### Task brief
Which lines in the entries below contain the word "hillside"? Gather every one of them, and treat uppercase and lowercase as different.

### The data

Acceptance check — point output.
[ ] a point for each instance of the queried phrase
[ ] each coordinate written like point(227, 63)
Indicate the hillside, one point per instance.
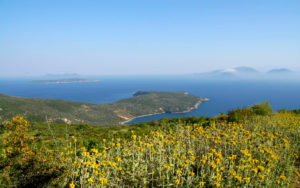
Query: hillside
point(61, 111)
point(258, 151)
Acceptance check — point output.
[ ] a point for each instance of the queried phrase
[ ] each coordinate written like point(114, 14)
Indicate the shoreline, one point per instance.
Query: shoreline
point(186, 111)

---

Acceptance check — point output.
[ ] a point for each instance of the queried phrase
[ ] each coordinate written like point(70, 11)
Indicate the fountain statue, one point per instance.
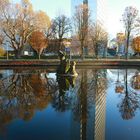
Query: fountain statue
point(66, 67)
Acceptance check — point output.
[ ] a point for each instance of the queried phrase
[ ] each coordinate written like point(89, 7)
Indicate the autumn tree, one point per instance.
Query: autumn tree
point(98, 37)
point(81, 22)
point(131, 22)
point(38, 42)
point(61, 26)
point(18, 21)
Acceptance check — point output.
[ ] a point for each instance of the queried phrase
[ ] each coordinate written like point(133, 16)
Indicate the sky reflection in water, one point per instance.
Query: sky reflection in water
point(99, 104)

### Right answer
Indicate the hillside, one point per instance.
Query: hillside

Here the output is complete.